Top of Data under study

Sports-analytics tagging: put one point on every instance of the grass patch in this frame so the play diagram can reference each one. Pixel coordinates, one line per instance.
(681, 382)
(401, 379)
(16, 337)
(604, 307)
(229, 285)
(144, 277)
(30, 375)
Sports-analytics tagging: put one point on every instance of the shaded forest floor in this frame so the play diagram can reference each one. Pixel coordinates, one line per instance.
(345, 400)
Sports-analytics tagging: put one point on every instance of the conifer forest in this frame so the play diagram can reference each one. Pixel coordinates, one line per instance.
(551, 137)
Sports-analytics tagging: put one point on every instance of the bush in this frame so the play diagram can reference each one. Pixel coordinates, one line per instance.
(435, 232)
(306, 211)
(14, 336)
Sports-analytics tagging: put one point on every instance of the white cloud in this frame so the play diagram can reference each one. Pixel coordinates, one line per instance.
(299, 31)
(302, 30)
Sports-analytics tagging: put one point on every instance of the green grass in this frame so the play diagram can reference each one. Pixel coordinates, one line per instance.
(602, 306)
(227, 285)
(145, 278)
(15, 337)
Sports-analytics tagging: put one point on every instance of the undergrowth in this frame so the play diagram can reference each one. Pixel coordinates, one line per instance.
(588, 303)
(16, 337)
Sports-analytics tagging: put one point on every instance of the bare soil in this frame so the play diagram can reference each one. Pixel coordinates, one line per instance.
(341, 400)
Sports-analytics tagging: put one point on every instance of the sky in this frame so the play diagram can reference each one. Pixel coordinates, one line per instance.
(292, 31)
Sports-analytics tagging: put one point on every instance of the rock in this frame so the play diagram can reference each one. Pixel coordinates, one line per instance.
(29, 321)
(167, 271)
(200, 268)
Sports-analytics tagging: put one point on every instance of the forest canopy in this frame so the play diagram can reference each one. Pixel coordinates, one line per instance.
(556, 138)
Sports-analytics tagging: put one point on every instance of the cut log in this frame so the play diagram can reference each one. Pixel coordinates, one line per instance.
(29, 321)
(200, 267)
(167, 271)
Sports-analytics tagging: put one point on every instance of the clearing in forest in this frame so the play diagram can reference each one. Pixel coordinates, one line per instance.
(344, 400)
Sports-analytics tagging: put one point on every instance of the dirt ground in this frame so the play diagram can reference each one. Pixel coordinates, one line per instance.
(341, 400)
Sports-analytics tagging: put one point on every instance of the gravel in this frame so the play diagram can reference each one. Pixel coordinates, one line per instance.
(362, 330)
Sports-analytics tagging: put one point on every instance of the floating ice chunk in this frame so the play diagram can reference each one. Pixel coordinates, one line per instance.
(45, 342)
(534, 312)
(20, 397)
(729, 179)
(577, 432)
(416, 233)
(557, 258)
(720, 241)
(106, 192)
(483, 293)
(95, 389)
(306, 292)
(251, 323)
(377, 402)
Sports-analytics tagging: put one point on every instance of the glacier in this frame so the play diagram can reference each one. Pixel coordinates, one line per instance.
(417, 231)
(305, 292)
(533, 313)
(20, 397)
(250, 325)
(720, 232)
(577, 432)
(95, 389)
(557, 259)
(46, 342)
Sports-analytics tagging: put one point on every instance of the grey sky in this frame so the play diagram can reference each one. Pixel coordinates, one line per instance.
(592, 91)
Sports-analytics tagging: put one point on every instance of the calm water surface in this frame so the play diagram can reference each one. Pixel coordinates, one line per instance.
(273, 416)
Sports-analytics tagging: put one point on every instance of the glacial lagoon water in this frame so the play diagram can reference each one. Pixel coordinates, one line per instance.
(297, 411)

Bottom of Data under study

» **Work order**:
The complete set of entries above must be reproduced verbatim.

» **Written answer**:
Sports-analytics tagging: put one point on every instance of the grass patch in this frame so the play diagram can reference each one. Pixel coordinates, one line per instance.
(681, 382)
(401, 379)
(16, 337)
(604, 307)
(229, 285)
(144, 277)
(30, 375)
Sports-analytics tagging: put one point on every instance of the shaded forest floor in this frame so the play diagram can reference each one. Pixel coordinates, one line per instance.
(345, 400)
Sports-analytics tagging: put one point on every instance of the conifer forest in this frame so the play diagram can reference each one. Pixel coordinates, one line per instance.
(551, 137)
Sports-analytics tagging: put one point on every instance of the bush in this frame so the play diagram can reference each one. Pixel coordinates, one line per instance.
(435, 232)
(306, 211)
(14, 336)
Sports-analytics tagging: put one point on every instance of the white cloud in this frame so the play diagram can reference each one. Pixel coordinates, one line per instance.
(299, 31)
(302, 30)
Sports-analytics tagging: put one point on every instance of the green grass in this frame so the play diagram can reference each one. Pixel coordinates, one line per instance.
(602, 306)
(227, 285)
(145, 278)
(15, 337)
Sports-analytics tagging: put one point on every instance of the undergrowth in this frame so the play diagram can reference each one. Pixel coordinates, one line per instance.
(588, 303)
(16, 337)
Sports-analytics tagging: put one point on every instance of the bare soil in this frame so the play diagram can reference each one. Pixel coordinates, one line per instance.
(341, 400)
Sports-analytics tagging: put one point on every instance of the sky in this frame so the play diagram can reference each one. Pixel coordinates, one line per instance.
(292, 31)
Sports-analytics tagging: put one point on every instance of the rock in this frame so the play diagram can reference each one. Pixel coordinates, one line per instance.
(29, 321)
(167, 271)
(200, 268)
Sports-analytics tagging: put one point on every instance of the forest canopy in this frame so the play diagram can reference each one. Pixel coordinates, one line per instance.
(556, 138)
Sports-analytics tagging: put one point on every instance of the cut log in this frame so the play diagram can reference each one. Pixel coordinates, one line per instance.
(29, 321)
(200, 267)
(167, 271)
Sports-analytics tagging: put one point on every instance of the clearing in forest in this frame so the play diagram can reference each one. Pixel coordinates, one line per instance.
(344, 400)
Sports-analytics tagging: put one point on every instance of the dirt ground in this frame so the play diagram can reference each one. Pixel coordinates, one line per instance.
(341, 400)
Sports-analytics tagging: put one point on every instance of the gravel in this frame so the play diagram can reference each one. Pixel coordinates, one line per instance.
(362, 330)
Sports-analytics tagging: put one point on every instance of the floating ice chunk in this frame so the play diagram can reference each one. Pixel coordinates, one line per instance.
(45, 342)
(534, 312)
(20, 397)
(729, 179)
(577, 432)
(416, 233)
(557, 258)
(720, 241)
(106, 192)
(483, 293)
(95, 389)
(306, 292)
(251, 323)
(377, 402)
Sports-analytics tagging: put one point on every instance of the glacier in this frame so the play diagram can reference each one. Pixel coordinates, one line per instance.
(417, 231)
(305, 292)
(533, 313)
(20, 397)
(250, 325)
(720, 232)
(577, 432)
(95, 389)
(557, 259)
(46, 342)
Sports-analytics tagging: put one point on every instance of the grey sky in this frame so the play diagram can reference each one. Pixel coordinates, one line per instance.
(592, 91)
Sports-analytics tagging: put one point on every instance of the calm water surface in this frame so the play diagram can reference each one. Pixel coordinates, one line per instance.
(273, 416)
Sports-analytics tagging: put one point on every instance of the glacial lagoon water in this frame so the play diagram can reference each one. Pixel coordinates, one line per instance.
(297, 411)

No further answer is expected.